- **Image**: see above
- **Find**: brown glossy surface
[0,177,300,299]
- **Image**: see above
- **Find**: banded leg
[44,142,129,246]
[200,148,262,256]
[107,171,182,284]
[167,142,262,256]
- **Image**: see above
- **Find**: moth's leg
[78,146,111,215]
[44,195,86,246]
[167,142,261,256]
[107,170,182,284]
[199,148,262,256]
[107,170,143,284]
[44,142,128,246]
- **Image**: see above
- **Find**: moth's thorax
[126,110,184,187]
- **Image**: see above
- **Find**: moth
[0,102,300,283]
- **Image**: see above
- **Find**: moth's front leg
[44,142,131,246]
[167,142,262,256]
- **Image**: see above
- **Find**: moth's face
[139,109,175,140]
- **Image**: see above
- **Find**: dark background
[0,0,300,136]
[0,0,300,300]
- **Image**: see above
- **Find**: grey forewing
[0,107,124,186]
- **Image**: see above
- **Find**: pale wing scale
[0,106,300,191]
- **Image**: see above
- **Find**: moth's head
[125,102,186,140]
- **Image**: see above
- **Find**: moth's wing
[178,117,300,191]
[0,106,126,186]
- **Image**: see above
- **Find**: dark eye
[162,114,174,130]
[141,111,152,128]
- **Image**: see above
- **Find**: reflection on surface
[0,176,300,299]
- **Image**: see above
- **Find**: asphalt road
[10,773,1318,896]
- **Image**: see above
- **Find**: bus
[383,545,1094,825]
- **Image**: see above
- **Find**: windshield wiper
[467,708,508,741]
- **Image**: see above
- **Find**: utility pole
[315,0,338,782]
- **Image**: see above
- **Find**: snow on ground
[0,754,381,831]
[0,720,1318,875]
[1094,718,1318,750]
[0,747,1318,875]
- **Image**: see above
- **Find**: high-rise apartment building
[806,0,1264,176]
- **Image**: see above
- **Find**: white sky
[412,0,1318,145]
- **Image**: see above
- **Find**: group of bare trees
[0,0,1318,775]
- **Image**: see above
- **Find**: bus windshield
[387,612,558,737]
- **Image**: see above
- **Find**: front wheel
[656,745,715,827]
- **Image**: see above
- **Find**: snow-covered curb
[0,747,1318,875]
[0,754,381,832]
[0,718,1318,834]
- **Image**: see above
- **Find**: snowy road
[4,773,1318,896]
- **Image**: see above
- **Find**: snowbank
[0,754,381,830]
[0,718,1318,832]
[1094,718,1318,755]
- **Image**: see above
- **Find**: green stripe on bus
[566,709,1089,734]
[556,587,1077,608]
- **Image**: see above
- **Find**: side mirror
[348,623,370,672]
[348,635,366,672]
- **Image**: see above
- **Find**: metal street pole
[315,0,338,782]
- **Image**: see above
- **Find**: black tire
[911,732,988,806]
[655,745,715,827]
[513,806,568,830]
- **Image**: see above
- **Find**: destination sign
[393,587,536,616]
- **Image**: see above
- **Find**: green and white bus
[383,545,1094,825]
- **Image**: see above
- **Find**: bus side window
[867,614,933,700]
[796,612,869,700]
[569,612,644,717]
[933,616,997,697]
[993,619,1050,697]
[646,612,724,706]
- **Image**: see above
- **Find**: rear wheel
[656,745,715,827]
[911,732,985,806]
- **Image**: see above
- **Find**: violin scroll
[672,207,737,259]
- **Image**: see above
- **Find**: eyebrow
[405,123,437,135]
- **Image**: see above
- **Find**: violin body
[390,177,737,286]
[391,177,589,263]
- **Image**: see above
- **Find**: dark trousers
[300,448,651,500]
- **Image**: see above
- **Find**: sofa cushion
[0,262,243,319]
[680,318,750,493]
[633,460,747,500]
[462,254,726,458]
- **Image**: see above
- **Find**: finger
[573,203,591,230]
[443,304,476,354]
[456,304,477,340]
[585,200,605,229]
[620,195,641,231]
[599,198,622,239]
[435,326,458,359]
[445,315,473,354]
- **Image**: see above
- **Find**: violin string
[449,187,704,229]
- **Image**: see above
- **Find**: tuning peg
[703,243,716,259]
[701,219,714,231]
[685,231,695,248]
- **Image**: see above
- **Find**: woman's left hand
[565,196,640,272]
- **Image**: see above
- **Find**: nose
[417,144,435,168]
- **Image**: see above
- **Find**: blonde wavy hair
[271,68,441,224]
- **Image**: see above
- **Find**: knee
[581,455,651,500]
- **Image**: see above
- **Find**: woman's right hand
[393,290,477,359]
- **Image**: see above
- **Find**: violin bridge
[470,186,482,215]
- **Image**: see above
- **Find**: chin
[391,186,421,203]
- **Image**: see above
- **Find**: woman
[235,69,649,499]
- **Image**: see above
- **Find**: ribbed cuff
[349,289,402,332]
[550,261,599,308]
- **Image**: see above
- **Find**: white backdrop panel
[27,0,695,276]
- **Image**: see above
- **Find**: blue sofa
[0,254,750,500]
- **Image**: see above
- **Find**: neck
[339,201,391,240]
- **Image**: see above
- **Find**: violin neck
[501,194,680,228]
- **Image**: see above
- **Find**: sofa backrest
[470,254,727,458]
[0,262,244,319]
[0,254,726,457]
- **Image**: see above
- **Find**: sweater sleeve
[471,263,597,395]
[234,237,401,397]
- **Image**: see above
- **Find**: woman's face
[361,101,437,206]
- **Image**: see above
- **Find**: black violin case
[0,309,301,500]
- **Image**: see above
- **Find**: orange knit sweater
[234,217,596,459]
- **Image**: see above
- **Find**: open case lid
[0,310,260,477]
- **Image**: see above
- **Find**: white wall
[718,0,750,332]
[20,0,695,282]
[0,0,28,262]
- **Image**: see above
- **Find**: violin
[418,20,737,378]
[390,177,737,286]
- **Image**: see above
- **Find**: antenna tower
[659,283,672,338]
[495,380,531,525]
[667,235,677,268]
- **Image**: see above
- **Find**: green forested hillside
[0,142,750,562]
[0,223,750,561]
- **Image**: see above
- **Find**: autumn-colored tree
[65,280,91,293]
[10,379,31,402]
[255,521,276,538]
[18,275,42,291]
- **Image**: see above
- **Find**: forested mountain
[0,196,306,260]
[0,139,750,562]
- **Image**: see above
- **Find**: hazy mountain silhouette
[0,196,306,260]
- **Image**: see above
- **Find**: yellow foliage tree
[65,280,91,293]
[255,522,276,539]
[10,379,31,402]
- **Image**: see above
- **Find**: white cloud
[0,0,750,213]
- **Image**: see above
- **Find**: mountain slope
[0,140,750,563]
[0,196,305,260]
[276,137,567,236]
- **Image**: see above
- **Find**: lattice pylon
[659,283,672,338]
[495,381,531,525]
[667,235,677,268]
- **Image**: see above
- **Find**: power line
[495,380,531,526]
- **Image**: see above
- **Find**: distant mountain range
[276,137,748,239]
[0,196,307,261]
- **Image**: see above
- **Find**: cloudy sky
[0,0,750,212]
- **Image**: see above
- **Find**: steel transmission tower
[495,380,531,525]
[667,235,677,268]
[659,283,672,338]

+ + + + +

**Aim of the exercise:**
Reproduce all the data word for word.

**Solved exercise:**
- **Image**: see above
- **Find**: brown glossy surface
[0,177,300,299]
- **Image**: see above
- **Find**: banded leg
[44,142,129,246]
[200,148,262,256]
[107,171,182,284]
[167,142,262,256]
- **Image**: see above
- **Find**: moth's leg
[78,146,111,215]
[44,195,86,246]
[167,142,261,256]
[107,170,182,284]
[199,148,262,256]
[107,170,143,284]
[44,142,128,246]
- **Image**: see above
- **Find**: moth's thorax
[126,110,184,187]
- **Image**: see above
- **Find**: moth
[0,102,300,283]
- **Image**: see above
- **Find**: moth's front leg
[44,142,131,246]
[167,142,262,256]
- **Image**: see above
- **Find**: moth's face
[139,109,175,140]
- **Image**: see above
- **Find**: dark background
[0,0,300,136]
[0,0,300,300]
- **Image**: see above
- **Find**: grey forewing
[0,107,124,186]
- **Image**: see above
- **Find**: pale wing scale
[0,106,300,191]
- **Image**: see above
- **Find**: moth's head
[125,102,186,140]
- **Image**: see above
- **Find**: moth's wing
[178,117,300,191]
[0,106,126,186]
- **Image**: see above
- **Find**: dark eye
[162,114,174,130]
[141,111,152,128]
- **Image**: see above
- **Find**: reflection on surface
[0,176,300,299]
- **Image**: see above
- **Find**: asphalt road
[10,773,1318,896]
- **Image**: see above
- **Find**: bus
[383,545,1094,825]
- **Image**: see above
- **Find**: windshield wiper
[467,708,508,741]
- **Image**: see above
- **Find**: utility pole
[315,0,338,782]
- **Image**: see above
- **Find**: snow on ground
[0,754,381,831]
[0,720,1318,875]
[1094,718,1318,750]
[0,747,1318,875]
- **Image**: see above
- **Find**: high-rise apartment building
[806,0,1264,176]
- **Image**: see above
- **Find**: white sky
[412,0,1318,145]
- **Image**: see above
- **Find**: group of bare trees
[0,0,1318,775]
- **Image**: see above
- **Find**: bus windshield
[387,612,558,737]
- **Image**: see above
- **Find**: front wheel
[656,745,715,827]
- **Image**: see above
- **Find**: snow-covered curb
[0,747,1318,875]
[0,754,381,832]
[0,718,1318,834]
- **Image**: see above
- **Find**: snowy road
[4,773,1318,896]
- **Image**: see above
- **Find**: snowbank
[0,754,381,830]
[0,718,1318,832]
[1094,718,1318,755]
- **Image**: see above
- **Find**: green stripe on bus
[566,709,1089,734]
[556,587,1077,608]
- **Image**: see above
- **Find**: side mirror
[348,623,370,672]
[348,635,366,672]
- **Image**: see above
- **Find**: metal street pole
[315,0,338,782]
- **Image**: see above
- **Find**: black tire
[911,732,988,806]
[655,745,715,827]
[513,806,568,830]
- **Image**: see above
- **Find**: destination sign
[393,587,536,616]
- **Image**: see above
- **Find**: green and white bus
[383,545,1094,825]
- **Image**: see above
- **Find**: bus side window
[867,614,933,700]
[796,612,869,700]
[569,612,644,717]
[933,616,997,697]
[993,619,1050,697]
[646,612,724,706]
- **Image**: see above
- **Find**: rear wheel
[656,745,715,827]
[911,732,985,806]
- **Image**: see above
- **Find**: violin scroll
[672,207,737,259]
- **Image**: see above
- **Find**: eyebrow
[405,123,437,135]
- **Image**: see above
- **Find**: violin body
[390,177,737,286]
[391,177,589,263]
- **Image**: see above
- **Find**: dark trousers
[300,448,651,500]
- **Image**: see above
- **Find**: sofa cushion
[0,262,243,319]
[680,318,750,493]
[633,460,747,500]
[462,254,726,458]
- **Image**: see above
- **Find**: finger
[573,203,591,230]
[443,304,476,354]
[456,304,477,340]
[585,200,605,229]
[620,195,641,231]
[599,198,622,239]
[435,326,458,359]
[445,315,473,354]
- **Image**: see above
- **Find**: violin string
[449,187,704,229]
- **Image**: see above
- **Find**: tuning peg
[703,243,716,259]
[701,219,714,231]
[685,231,695,248]
- **Image**: see above
- **Find**: woman's left hand
[565,196,640,272]
- **Image**: see above
- **Find**: nose
[417,144,435,168]
- **Image**: see above
- **Find**: blonde wavy hair
[271,68,441,224]
- **Image**: see above
- **Find**: knee
[581,455,651,500]
- **Image**: see above
- **Find**: woman's right hand
[393,290,477,359]
- **Image**: see above
- **Find**: violin bridge
[470,186,482,215]
- **Image**: see above
- **Find**: chin
[391,186,421,203]
- **Image**: see above
- **Find**: woman
[235,69,649,499]
- **Image**: see above
- **Find**: ribbed cuff
[349,289,402,332]
[550,261,599,308]
- **Image**: see above
- **Find**: white backdrop panel
[27,0,695,276]
- **Image**: see above
- **Find**: blue sofa
[0,254,750,500]
- **Image**: see above
- **Find**: neck
[339,201,391,240]
- **Image**: see above
- **Find**: violin neck
[501,194,680,228]
- **Image**: see above
- **Find**: sofa backrest
[470,254,727,458]
[0,262,244,319]
[0,254,726,457]
- **Image**: see above
- **Find**: sweater sleeve
[471,263,597,395]
[234,237,401,397]
- **Image**: see above
- **Find**: woman's face
[361,101,437,206]
- **Image**: see above
- **Find**: black violin case
[0,309,301,500]
- **Image**: see above
- **Find**: orange knit sweater
[234,217,596,459]
- **Image**: see above
- **Find**: open case lid
[0,310,260,477]
- **Image**: see above
- **Find**: white wall
[718,0,750,332]
[20,0,695,282]
[0,0,28,262]
- **Image**: see above
- **Find**: violin
[418,20,737,378]
[390,177,737,286]
- **Image**: see above
- **Find**: antenna tower
[659,283,672,338]
[495,380,531,525]
[667,235,677,268]
- **Image**: see above
- **Find**: green forested hillside
[0,142,750,562]
[0,223,750,561]
- **Image**: see above
- **Find**: autumn-colored tree
[65,280,91,293]
[10,379,31,402]
[255,521,276,538]
[18,275,42,291]
- **Image**: see above
- **Find**: forested mountain
[0,196,306,260]
[0,139,750,562]
- **Image**: see above
- **Find**: hazy mountain silhouette
[0,196,306,260]
- **Image**: see above
- **Find**: yellow foliage tree
[65,280,91,293]
[255,522,276,539]
[10,379,31,402]
- **Image**: see above
- **Find**: white cloud
[0,0,750,213]
- **Image**: see above
- **Find**: mountain slope
[0,140,750,563]
[0,196,305,260]
[276,137,567,236]
- **Image**: see above
- **Find**: lattice pylon
[659,283,672,338]
[495,381,531,525]
[667,235,677,268]
- **Image**: see above
- **Find**: power line
[495,380,531,526]
- **Image**: see above
- **Find**: distant mountain range
[276,137,748,239]
[0,196,307,261]
- **Image**: see above
- **Find**: cloudy sky
[0,0,750,212]
- **Image**: see above
- **Find**: steel transmission tower
[495,380,531,525]
[667,235,677,268]
[659,283,672,338]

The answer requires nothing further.